### EXERCISE DATA
+++++

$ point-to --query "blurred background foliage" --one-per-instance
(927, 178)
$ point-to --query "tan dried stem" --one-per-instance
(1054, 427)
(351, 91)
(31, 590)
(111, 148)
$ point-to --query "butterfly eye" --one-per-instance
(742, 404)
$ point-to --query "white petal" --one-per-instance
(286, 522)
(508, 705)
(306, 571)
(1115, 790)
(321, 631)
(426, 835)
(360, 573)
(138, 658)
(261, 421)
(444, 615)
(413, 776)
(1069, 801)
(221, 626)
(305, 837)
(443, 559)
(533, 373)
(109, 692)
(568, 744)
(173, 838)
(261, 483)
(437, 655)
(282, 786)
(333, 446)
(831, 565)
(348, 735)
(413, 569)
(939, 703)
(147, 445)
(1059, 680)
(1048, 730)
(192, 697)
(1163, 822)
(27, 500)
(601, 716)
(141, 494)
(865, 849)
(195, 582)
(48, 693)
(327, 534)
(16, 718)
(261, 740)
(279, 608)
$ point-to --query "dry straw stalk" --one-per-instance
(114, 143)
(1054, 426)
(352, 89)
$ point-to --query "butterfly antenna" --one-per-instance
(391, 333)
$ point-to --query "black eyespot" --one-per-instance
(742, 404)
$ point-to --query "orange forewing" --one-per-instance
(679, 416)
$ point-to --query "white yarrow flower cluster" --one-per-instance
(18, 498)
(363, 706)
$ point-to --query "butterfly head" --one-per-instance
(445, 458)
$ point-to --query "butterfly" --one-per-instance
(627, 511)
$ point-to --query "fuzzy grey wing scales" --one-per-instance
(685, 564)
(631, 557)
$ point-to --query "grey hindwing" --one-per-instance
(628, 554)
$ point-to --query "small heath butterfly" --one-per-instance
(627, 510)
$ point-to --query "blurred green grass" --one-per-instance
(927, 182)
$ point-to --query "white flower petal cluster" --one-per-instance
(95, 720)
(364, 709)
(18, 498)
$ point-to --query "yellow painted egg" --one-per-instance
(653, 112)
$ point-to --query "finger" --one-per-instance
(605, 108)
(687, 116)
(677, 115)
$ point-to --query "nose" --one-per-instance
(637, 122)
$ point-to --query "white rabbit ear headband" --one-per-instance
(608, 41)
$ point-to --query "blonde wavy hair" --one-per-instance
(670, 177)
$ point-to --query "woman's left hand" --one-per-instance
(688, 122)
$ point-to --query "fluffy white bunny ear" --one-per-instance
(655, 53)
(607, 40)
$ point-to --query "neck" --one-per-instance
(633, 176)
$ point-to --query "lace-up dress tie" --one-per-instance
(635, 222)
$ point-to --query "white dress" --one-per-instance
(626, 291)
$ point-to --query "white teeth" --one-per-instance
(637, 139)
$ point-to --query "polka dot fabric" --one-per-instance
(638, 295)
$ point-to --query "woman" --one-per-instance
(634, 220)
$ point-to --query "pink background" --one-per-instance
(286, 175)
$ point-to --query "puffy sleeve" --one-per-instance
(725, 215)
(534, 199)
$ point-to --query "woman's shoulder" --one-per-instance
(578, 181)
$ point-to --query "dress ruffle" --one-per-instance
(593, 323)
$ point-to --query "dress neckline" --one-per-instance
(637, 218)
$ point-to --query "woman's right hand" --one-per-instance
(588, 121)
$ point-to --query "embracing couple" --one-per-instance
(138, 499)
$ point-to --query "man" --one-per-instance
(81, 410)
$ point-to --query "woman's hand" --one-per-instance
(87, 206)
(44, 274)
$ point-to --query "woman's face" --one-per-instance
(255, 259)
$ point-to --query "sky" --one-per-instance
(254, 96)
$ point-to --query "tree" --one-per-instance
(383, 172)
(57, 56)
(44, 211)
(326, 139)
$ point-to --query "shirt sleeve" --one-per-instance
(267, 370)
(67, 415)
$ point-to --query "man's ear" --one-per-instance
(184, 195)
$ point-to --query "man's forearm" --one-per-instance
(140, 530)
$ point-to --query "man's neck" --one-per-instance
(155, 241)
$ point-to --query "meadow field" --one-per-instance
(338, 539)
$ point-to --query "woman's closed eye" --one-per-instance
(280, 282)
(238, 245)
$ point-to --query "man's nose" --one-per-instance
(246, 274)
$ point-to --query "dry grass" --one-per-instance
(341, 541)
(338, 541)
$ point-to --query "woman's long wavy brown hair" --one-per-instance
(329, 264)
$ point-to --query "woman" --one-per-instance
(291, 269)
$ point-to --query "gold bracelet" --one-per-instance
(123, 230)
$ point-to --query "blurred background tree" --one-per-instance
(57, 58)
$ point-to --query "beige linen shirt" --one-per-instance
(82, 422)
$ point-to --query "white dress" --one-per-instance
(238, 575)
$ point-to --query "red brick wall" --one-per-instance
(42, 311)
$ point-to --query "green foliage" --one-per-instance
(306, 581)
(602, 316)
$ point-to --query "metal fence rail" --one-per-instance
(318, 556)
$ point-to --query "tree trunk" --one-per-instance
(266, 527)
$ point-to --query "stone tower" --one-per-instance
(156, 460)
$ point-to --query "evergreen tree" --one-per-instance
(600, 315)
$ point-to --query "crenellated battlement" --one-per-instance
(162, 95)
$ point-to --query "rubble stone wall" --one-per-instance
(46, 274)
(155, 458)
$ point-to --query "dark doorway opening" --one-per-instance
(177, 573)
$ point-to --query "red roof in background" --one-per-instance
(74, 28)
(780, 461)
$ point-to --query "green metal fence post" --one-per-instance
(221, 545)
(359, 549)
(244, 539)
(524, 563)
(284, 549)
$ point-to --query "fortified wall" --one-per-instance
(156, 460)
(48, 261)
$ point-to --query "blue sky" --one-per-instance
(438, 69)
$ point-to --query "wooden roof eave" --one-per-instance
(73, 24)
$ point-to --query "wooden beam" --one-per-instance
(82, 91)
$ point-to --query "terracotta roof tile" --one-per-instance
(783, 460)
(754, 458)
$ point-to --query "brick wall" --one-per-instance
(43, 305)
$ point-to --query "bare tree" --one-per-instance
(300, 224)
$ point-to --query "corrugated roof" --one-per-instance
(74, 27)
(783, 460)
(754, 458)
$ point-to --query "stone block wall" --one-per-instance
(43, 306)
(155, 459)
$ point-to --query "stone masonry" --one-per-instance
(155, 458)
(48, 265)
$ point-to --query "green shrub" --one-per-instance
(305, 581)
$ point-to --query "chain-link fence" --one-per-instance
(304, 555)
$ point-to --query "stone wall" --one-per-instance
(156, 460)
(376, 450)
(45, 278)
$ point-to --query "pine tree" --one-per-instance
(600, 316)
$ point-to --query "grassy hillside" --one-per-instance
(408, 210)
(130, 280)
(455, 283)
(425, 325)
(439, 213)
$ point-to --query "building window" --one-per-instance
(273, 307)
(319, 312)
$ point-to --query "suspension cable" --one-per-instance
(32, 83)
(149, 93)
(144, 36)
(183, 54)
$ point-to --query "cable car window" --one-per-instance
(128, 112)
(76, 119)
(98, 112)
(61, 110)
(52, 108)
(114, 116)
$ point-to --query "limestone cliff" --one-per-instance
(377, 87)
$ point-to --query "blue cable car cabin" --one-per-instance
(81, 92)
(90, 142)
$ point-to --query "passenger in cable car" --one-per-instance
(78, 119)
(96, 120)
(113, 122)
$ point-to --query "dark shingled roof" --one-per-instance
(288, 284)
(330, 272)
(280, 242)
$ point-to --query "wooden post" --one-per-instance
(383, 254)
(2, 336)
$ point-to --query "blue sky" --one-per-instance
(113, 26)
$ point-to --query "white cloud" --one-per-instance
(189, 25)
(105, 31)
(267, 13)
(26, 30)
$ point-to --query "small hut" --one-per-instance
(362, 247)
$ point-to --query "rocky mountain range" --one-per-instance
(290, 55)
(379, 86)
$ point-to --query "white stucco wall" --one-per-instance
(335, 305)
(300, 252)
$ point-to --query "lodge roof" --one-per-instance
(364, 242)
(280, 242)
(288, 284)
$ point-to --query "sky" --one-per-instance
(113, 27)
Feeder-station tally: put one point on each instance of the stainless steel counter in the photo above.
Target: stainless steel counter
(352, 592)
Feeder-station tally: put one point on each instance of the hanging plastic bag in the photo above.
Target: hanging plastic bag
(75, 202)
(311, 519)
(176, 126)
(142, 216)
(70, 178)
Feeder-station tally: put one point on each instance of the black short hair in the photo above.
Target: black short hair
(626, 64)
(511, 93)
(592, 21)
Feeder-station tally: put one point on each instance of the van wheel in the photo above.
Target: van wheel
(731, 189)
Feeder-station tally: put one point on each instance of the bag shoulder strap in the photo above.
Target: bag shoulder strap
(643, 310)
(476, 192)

+++++

### REQUIRED WORK
Retype the material from the line containing "Feeder-station tally: put one point on each instance of the bag" up to and including its last line, character for character.

### EXERCISE RESPONSE
Feeder-station tally: put one point on each instance of the bag shoulder strap in the photo above.
Target: bag shoulder strap
(643, 310)
(476, 192)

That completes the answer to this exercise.